Alasan dan Keuntungan Desentralisasi
Alasan dan Keuntungan Desentralisasi
Secara
teoritis, pemberian otonomi kepada daerah dilatarbelakangi oleh tujuan politik
maupun administratif yang ingin dicapai oleh pemerintah suatu negara. Menurut
Maddick (1963), rasional dari tujuan politik dari otonomi daerah adalah untuk
menciptakan kesadaran sipil (civil conciousness) dan kedewasaan politik
(political maturity) masyarakat melalui pemerintah daerah. Penyebaran
kedewasaan politik dapat dilakukan melalui partisipasi masyarakat dan melalui
pemerintahan yang responsif yang dapat mengakomodasi kebutuhan masyarakat lokal
ke dalam kebijakan yang diambilnya dan bertanggung jawab kepada masyarakat.
Senada dengan itu, Lughlin (1981) mengemukakan bahwa sistem pemerintahan daerah
diperlukan untuk mengakomodasikan pluralisme dalam suatu negara modern yang
demokratis. Smith (1985) juga mengemukakan bahwa keberadaan pemerintah daerah
diperlukan untuk mencegah munculnya kecenderungan centrifugal yang terjadi
karena adanya perbedaan etnis, agama dan unsur-unsur primordial lainnya di
daerah-daerah.
Dari
tujuan administratif, menurut Rondinelli (1984), Maddick (1963) dan Smith
(1985), rasional keberadaan pemerintah daerah adalah untuk mencapai efisiensi
ekonomi dalam aktivitas-aktivitas perencanaan, pengambilan keputusan, pengadaan
pelayanan masyarakat dan pelaksanaan pembangunan melalui desentralisasi. Tidak
ada pemerintah pusat dari suatu negara yang besar yang dapat secara efektif
menentukan apa yang harus dilakukan dalam semua aspek kebijakan publik.

**Tugas Anda**:
• A. Ringkas paragraf dalam kutipan tentang desentralisasi yang diawali "Dari tujuan administratif" menjadi daftar butir, tanpa menghilangkan fakta pokoknya.
• B. Tuliskan bagian berikutnya dari kutipan tentang desentralisasi, dimulai setelah kalimat terakhirnya.

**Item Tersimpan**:
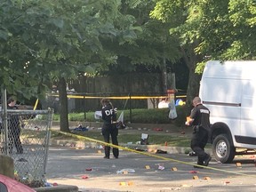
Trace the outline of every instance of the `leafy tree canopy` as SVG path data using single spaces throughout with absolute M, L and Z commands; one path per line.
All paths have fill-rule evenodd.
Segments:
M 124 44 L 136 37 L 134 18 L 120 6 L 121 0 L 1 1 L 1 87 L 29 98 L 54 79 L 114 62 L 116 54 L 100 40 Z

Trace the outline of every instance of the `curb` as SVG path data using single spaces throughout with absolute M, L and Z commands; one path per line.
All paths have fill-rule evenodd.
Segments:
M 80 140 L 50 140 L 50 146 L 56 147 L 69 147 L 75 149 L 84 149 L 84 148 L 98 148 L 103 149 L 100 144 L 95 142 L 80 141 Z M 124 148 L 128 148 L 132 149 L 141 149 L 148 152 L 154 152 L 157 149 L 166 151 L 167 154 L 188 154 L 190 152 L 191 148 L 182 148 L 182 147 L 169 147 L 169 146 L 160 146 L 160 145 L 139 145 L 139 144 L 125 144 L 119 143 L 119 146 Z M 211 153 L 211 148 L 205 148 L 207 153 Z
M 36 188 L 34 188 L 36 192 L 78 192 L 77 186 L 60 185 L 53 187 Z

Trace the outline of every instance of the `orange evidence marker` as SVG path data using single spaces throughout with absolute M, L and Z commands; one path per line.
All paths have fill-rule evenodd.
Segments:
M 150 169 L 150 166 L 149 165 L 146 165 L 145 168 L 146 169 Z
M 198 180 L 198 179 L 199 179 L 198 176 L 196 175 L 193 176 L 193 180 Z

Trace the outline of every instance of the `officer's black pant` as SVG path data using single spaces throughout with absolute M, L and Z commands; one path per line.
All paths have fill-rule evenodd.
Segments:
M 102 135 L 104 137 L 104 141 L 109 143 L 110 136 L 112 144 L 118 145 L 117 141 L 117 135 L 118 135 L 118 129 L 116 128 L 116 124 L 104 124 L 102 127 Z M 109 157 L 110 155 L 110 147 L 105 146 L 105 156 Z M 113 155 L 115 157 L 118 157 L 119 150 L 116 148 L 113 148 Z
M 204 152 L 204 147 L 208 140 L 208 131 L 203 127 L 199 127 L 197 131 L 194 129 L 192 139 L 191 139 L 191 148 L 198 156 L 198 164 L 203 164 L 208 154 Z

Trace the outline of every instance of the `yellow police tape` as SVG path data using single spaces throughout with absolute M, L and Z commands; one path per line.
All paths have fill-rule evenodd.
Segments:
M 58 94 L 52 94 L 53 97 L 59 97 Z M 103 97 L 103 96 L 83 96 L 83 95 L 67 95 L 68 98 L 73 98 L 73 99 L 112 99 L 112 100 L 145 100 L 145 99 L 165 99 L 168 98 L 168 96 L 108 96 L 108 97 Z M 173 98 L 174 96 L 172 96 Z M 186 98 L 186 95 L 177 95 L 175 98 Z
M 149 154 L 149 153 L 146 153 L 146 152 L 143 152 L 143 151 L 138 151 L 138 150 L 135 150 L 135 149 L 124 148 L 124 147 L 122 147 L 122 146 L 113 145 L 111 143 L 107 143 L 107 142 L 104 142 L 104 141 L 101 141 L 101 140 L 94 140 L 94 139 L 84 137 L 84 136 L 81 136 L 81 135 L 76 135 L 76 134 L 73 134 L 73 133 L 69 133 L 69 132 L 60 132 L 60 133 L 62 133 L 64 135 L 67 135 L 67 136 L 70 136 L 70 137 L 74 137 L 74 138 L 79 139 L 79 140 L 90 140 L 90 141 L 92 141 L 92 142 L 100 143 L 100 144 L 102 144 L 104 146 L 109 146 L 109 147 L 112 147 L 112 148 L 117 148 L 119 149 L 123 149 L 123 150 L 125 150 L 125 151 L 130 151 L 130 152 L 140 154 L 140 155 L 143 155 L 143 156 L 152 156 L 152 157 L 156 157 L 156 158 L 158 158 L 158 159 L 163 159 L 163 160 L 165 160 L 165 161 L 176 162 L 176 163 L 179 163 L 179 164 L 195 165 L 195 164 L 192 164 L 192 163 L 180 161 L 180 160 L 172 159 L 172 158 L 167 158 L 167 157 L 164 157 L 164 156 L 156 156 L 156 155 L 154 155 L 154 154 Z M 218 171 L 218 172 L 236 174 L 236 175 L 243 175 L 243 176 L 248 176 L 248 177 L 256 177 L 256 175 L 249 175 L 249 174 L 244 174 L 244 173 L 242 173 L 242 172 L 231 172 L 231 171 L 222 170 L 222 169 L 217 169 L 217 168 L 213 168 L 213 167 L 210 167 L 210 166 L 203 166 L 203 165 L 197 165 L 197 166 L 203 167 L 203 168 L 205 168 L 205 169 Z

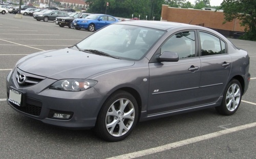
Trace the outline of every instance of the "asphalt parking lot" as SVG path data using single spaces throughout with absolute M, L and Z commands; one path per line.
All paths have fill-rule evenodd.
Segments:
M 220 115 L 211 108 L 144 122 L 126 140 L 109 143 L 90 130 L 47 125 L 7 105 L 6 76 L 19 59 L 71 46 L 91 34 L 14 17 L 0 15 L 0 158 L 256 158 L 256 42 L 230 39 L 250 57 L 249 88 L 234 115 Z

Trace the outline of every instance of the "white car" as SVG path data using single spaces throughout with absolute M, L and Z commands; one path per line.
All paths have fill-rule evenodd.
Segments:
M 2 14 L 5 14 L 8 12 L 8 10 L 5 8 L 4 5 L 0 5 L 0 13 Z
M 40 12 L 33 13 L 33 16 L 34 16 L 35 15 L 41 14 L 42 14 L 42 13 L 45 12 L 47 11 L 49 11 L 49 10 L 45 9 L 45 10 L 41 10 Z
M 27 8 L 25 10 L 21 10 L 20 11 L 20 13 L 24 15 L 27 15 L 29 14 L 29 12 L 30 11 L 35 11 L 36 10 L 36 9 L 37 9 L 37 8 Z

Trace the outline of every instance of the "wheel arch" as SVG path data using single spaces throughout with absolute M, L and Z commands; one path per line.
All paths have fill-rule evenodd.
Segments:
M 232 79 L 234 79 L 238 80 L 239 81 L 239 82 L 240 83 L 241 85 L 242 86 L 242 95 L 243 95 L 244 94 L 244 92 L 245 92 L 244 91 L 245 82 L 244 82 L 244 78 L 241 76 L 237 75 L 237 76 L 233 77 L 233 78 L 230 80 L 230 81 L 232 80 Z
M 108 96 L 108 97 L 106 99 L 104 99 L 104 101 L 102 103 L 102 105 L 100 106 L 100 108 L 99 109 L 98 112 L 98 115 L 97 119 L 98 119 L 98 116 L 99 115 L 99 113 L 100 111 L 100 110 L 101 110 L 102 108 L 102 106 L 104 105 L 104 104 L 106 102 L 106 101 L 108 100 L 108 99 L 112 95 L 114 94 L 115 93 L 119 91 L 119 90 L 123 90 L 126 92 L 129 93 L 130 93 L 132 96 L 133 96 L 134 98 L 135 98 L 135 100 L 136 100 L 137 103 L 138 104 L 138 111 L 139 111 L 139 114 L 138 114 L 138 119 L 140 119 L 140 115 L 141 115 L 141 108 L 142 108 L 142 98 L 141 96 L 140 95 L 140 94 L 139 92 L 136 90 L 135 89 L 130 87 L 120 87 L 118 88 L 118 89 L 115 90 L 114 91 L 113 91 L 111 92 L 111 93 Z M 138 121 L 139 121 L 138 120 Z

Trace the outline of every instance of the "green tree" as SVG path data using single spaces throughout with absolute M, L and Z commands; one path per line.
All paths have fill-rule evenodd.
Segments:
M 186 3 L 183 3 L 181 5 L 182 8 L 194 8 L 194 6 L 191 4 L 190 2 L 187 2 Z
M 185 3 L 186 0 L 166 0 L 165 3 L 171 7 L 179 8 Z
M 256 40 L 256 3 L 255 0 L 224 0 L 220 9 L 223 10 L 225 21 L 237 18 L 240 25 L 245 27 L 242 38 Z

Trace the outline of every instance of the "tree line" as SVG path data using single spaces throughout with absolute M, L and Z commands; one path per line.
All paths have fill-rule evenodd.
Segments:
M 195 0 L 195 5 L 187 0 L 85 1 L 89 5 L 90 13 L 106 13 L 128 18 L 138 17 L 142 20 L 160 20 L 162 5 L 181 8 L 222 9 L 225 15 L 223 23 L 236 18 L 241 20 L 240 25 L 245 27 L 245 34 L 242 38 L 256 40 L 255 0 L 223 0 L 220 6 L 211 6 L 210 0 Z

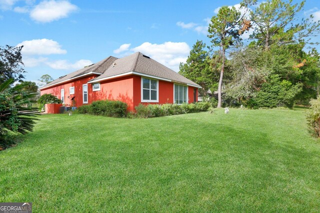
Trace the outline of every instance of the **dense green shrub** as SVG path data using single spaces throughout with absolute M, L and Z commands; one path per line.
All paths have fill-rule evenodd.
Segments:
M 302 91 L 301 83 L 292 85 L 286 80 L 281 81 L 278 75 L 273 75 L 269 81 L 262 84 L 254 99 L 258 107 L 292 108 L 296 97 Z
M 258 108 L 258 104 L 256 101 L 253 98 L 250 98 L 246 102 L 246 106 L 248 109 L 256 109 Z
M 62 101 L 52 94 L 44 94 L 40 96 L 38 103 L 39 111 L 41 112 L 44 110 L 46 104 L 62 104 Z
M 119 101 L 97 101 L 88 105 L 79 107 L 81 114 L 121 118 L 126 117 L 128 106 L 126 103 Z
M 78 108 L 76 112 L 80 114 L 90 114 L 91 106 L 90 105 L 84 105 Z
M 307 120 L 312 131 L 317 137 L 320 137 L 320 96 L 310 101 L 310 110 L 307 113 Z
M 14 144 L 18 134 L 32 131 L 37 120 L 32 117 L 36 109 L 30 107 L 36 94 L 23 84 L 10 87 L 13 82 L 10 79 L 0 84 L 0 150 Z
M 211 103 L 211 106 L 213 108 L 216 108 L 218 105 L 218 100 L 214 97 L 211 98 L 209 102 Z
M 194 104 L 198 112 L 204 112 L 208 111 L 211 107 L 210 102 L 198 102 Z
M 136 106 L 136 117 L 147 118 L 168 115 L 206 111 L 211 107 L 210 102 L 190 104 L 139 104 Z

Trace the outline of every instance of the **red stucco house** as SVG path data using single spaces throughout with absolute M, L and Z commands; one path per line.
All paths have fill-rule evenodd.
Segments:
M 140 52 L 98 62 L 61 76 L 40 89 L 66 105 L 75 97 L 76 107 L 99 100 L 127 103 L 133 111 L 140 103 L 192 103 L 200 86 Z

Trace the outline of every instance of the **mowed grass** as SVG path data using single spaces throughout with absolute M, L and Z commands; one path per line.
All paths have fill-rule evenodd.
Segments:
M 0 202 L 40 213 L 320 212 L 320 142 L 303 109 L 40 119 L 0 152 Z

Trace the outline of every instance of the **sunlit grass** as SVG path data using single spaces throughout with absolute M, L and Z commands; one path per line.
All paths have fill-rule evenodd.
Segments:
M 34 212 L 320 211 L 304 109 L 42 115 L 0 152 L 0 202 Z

**Jawaban Berurutan**:
• A.
- Menurut Rondinelli (1984), Maddick (1963), dan Smith (1985), pemerintah daerah ada untuk mencapai efisiensi ekonomi melalui desentralisasi.
- Efisiensi itu menyangkut perencanaan, pengambilan keputusan, pengadaan pelayanan masyarakat, dan pelaksanaan pembangunan.
- Tidak ada pemerintah pusat negara besar yang dapat secara efektif menentukan apa yang harus dilakukan dalam semua aspek kebijakan publik.

• B.
Demikian
pula tidak ada pemerintah pusat yang dapat secara efektif mengimplementasikan
kebijakan dan program-programnya ke seluruh daerah secara efisien (Bowman &
Hampton, 1983). Karena itu diperlukan unit-unit pemerintahan di tingkat lokal
yang kemudian diberikan kewenangan untuk menyelenggarakan urusan tertentu baik
atas dasar prinsip devolusi (di Indonesia dikenal dengan prinsip
desentralisasi) maupun atas dasar prinsip dekonsentrasi Kedua jenis pilihan
(devolusi dan dekonsentrasi) tersebut akan memiliki implikasi yang sangat
berbeda satu sama lain dalam penerapannya. Meskipun ada kecenderungan
pemerintah berbagai negara di dunia untuk mengkombinasikan kedua pilihan
tersebut secara seimbang, namun tetap saja terdapat kecenderungan bahwa prinsip
yang satu selalu lebih besar dari prinsip yang lain. Pendulum devolusi atau dekonsentrasi
akan selalu bergerak ke kedua sisi tergantung dari kebijakan politik dari elit
pemerintahan suatu negara. Namun demikian, secara empirik terlihat bahwa negara
dengan tingkat ekonomi dan politik yang relatif mapan cenderung untuk lebih
menerapkan prinsip desentralisasi daripada dekonsentrasi.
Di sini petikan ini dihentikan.